**Written exercise:**
Rewrite each of the records below, substituting "locator" for "pointer" wherever it occurs and leaving everything else unchanged.
■ ■ ■ ■
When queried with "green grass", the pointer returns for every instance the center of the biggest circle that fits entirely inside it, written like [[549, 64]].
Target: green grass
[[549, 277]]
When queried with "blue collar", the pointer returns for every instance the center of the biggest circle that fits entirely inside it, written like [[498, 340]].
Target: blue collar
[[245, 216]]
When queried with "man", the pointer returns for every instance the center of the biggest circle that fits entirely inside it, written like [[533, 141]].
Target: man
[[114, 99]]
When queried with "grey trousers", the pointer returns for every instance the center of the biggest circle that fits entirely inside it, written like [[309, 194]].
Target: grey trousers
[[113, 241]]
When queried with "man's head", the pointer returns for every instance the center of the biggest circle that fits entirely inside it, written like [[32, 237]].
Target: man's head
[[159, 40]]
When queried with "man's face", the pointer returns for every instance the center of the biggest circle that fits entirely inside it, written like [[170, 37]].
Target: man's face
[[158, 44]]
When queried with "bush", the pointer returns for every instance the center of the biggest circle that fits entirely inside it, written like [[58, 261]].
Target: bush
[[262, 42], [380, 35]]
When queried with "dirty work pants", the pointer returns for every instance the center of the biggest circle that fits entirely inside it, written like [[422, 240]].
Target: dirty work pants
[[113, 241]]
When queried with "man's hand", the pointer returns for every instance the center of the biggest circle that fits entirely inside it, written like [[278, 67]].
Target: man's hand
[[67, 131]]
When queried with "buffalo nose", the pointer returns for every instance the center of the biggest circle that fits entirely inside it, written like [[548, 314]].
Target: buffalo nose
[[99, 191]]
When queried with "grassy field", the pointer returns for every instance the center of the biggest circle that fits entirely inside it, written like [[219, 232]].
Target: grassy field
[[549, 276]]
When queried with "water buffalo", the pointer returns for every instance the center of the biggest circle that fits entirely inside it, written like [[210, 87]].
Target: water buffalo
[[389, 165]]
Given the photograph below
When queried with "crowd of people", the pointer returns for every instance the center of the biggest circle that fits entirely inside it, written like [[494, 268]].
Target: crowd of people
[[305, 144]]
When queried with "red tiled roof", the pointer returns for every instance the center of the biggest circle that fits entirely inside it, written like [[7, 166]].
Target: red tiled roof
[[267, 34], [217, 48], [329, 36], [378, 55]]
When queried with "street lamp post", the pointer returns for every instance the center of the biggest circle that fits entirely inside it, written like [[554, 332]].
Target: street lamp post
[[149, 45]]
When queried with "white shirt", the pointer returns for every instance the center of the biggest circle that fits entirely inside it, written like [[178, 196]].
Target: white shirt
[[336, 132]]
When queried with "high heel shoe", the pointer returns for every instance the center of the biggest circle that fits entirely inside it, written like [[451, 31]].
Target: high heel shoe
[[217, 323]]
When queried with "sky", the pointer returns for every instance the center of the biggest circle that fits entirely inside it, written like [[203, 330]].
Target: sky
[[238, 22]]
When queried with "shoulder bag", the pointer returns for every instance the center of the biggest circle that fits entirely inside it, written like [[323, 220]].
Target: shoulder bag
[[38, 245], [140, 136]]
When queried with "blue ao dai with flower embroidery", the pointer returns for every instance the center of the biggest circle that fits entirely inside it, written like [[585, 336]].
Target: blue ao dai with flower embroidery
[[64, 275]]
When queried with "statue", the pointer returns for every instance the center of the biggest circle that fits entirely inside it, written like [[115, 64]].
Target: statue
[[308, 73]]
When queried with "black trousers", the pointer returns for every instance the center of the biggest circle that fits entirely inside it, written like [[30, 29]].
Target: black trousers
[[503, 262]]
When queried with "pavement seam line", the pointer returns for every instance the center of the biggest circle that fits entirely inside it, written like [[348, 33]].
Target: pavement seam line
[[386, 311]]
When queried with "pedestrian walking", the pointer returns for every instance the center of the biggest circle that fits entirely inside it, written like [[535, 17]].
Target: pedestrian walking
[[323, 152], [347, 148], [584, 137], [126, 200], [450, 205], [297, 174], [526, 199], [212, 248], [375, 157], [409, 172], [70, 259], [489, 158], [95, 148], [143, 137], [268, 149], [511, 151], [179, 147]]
■ ■ ■ ■
**Full response:**
When queried with "green grass", the locator returns for every instance the center of the biggest circle that fits entirely inside it, written like [[549, 64]].
Target: green grass
[[549, 277]]
When queried with "blue collar", the locator returns for every instance the center of the biggest circle that fits entirely inside it, written like [[498, 340]].
Target: blue collar
[[245, 216]]
When queried with "man", the locator returns for every instance the center of the biggest circle that fits entirely inside it, written like [[533, 141]].
Target: man
[[114, 99]]
When queried with "grey trousers", the locator returns for every instance the center of the biggest circle that fits entirely inside it, written like [[309, 194]].
Target: grey trousers
[[113, 241]]
When queried with "man's head", the locator returns for every instance the center of the biggest circle that fits entirely inside it, written like [[32, 237]].
Target: man's head
[[159, 40]]
When queried with "man's face", the locator returns for every instance the center of the biggest circle that fits entirely inside it, written like [[170, 37]].
Target: man's face
[[158, 44]]
When queried with "bush", the locator returns for every instance the center of the biggest circle that fits entirely inside it, written like [[58, 261]].
Target: bush
[[262, 42], [380, 35]]
When queried with "dirty work pants", the locator returns for every instance the center of the biggest circle that fits entirely inside it, written like [[422, 240]].
Target: dirty work pants
[[113, 241]]
When queried with "man's hand", the locator returns for every instance the center of the biggest circle that fits entirely inside it, written like [[278, 67]].
Target: man's hand
[[67, 131]]
When queried with "buffalo nose", the locator returns for every instance the center of the biggest circle that fits entirely inside it, written like [[548, 314]].
Target: buffalo nose
[[99, 191]]
When queried with "grassy field", the locator returns for every instance the center of the biggest circle that fits entirely inside it, written like [[219, 232]].
Target: grassy field
[[549, 276]]
When queried with "water buffalo", the locator returns for every instance the center of the biggest circle that fits entirely inside it, written like [[210, 87]].
Target: water buffalo
[[389, 165]]
Given the photograph below
When queried with "crowd of people", the locator returns for every instance the center of the biggest circle that fits entirely inside it, written like [[494, 268]].
Target: crowd of people
[[305, 144]]
When queried with "red tiled roof", the locator returns for every instance the center of the biggest circle that fits entirely inside it, written like [[7, 166]].
Target: red tiled roof
[[267, 34], [217, 48], [329, 36], [378, 55]]
When queried with "street lamp post", the locator returns for every instance the center of the biggest circle that fits entirely inside it, written like [[554, 332]].
Target: street lamp post
[[149, 45]]
When queried with "white shirt", the locator returns for every instance the center of the biggest circle that fits entirely inside it, written like [[178, 196]].
Target: white shirt
[[336, 132]]
When queried with "high heel shoe", the locator returns for every instance the center of the biggest circle that fits entirely inside it, written like [[451, 31]].
Target: high heel shoe
[[217, 323]]
When queried with "sky", the locator returns for every instance the center of the biggest circle that fits entirely inside it, written like [[203, 330]].
Target: sky
[[238, 22]]
When queried with "shoulder bag", the locator returns for every instance the center of the biggest circle that fits entirely inside it, written like [[323, 220]].
Target: shoulder bag
[[38, 245], [140, 136]]
When queried with "blue ao dai with flower embroidery", the locator returns for every instance the center of the biggest circle that fits entirely inside it, written like [[585, 336]].
Target: blue ao dai with flower embroidery
[[64, 275]]
When queried with "statue", the locator returns for every instance the center of the biggest circle that fits entirely inside it, written like [[115, 64]].
Target: statue
[[308, 73]]
When queried with "black trousers", the locator returns for every instance the center of the biggest circle that fits entirely inside it, written like [[30, 29]].
Target: black trousers
[[503, 262]]
When queried with "pavement seam line", the locator returns for every instance the center of the biggest circle that fits entirely inside it, written like [[348, 33]].
Target: pavement seam line
[[386, 311]]
When queried with "pedestrian walking", the locator returns for every instance the center of the biggest circle that fits entirely inside it, written like [[535, 17]].
Target: pedestrian walking
[[323, 152], [347, 148], [584, 137], [126, 200], [450, 205], [297, 174], [526, 199], [212, 248], [375, 157], [409, 172], [70, 259], [489, 158], [95, 148], [143, 137], [268, 149], [511, 151], [179, 147]]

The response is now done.